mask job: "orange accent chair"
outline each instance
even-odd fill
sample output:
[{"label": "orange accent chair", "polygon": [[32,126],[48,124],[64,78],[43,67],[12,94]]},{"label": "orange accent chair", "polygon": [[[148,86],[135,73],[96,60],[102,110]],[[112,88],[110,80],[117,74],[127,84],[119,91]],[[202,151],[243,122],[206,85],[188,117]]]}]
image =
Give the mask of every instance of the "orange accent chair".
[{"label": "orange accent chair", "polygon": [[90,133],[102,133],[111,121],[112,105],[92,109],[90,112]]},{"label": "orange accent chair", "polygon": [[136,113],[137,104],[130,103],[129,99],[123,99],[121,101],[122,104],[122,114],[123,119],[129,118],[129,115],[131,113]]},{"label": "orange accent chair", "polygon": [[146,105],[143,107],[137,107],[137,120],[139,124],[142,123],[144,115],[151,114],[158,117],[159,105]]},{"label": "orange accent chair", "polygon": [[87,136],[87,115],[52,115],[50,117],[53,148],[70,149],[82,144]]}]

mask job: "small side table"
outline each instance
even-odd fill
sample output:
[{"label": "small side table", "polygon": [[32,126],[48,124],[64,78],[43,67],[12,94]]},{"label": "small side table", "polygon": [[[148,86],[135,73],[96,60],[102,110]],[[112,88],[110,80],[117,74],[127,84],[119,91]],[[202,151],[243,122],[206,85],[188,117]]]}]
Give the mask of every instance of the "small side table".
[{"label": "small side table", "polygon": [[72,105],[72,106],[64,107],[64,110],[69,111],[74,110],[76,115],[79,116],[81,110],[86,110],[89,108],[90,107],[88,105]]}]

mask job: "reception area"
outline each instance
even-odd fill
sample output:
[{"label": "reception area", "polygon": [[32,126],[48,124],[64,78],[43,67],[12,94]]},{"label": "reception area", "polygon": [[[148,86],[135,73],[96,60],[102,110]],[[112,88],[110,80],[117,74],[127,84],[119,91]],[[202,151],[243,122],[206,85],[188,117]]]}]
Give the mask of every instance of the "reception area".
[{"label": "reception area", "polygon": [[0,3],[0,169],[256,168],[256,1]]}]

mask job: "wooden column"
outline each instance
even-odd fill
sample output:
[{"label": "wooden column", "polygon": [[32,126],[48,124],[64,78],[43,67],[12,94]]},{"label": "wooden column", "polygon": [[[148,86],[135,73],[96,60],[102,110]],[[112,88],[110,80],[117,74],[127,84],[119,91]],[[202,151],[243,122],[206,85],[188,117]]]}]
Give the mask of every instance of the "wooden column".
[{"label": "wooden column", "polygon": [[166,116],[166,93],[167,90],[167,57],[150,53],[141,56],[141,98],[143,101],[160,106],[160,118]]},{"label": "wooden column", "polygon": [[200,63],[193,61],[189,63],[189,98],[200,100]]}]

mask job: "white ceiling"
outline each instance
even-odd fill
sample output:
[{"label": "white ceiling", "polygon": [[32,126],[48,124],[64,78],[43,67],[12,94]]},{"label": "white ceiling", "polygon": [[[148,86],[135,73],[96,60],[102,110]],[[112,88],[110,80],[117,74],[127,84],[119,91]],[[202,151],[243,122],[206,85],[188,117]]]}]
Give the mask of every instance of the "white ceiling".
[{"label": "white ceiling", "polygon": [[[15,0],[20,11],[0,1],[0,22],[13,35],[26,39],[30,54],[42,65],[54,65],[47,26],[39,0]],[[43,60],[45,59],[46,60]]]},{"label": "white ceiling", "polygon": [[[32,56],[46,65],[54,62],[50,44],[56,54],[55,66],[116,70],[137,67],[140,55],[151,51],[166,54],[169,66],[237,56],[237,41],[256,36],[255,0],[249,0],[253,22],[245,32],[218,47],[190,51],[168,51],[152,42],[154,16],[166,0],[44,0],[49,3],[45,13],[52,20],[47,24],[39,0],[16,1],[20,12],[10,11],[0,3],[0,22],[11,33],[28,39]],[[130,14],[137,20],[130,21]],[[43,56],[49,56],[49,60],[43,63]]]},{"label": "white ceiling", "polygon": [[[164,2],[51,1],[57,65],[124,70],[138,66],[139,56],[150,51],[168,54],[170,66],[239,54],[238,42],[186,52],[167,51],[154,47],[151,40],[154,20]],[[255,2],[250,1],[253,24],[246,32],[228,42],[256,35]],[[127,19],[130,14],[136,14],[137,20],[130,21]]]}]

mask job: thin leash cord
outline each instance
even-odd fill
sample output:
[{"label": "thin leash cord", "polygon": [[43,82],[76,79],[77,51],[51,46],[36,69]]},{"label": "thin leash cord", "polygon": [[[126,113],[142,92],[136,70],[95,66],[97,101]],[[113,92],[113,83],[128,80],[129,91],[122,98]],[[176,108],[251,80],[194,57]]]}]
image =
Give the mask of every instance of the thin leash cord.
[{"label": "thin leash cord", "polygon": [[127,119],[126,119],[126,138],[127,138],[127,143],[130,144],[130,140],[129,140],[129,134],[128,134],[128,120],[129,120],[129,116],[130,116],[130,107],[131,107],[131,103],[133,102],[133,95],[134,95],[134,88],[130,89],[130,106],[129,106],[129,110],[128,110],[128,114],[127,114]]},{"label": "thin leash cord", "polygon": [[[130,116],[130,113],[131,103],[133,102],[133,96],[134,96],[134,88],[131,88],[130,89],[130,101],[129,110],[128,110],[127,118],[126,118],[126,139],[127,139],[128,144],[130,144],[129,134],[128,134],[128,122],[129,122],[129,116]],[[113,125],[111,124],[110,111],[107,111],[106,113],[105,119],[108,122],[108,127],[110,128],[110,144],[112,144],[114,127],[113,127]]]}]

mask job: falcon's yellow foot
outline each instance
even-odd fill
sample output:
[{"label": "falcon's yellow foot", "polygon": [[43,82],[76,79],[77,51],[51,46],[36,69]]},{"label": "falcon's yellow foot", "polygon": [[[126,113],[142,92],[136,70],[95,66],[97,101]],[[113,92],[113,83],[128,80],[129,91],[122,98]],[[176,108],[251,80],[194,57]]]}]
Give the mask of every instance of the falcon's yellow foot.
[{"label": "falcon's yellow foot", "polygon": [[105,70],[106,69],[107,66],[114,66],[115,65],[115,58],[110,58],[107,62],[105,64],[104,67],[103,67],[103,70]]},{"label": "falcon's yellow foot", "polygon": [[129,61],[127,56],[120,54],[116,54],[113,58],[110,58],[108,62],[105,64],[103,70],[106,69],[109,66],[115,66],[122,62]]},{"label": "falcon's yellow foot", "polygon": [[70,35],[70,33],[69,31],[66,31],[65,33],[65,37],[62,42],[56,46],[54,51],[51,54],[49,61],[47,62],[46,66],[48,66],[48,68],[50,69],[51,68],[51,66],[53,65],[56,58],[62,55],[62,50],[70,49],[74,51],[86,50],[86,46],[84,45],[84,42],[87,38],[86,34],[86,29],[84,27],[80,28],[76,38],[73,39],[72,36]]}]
·····
• The problem
Please render everything from the line containing "mask job: thin leash cord" down to the line containing "Give the mask of every instance of the thin", both included, as a Markdown table with a Row column for the row number and a Text column for each line, leaving out blank lines.

• Result
| Row | Text |
|---|---|
| 1 | mask job: thin leash cord |
| 2 | outline each instance |
| 3 | even-odd fill |
| 4 | sample output: |
| 5 | [{"label": "thin leash cord", "polygon": [[43,82],[76,79],[77,51],[51,46],[36,69]]},{"label": "thin leash cord", "polygon": [[[126,113],[142,92],[136,70],[95,66],[97,101]],[[113,92],[113,83],[128,80],[129,91],[122,98]],[[176,108],[251,80],[194,57]]]}] |
| 6 | image = |
| 7 | Give the mask of every instance of the thin leash cord. |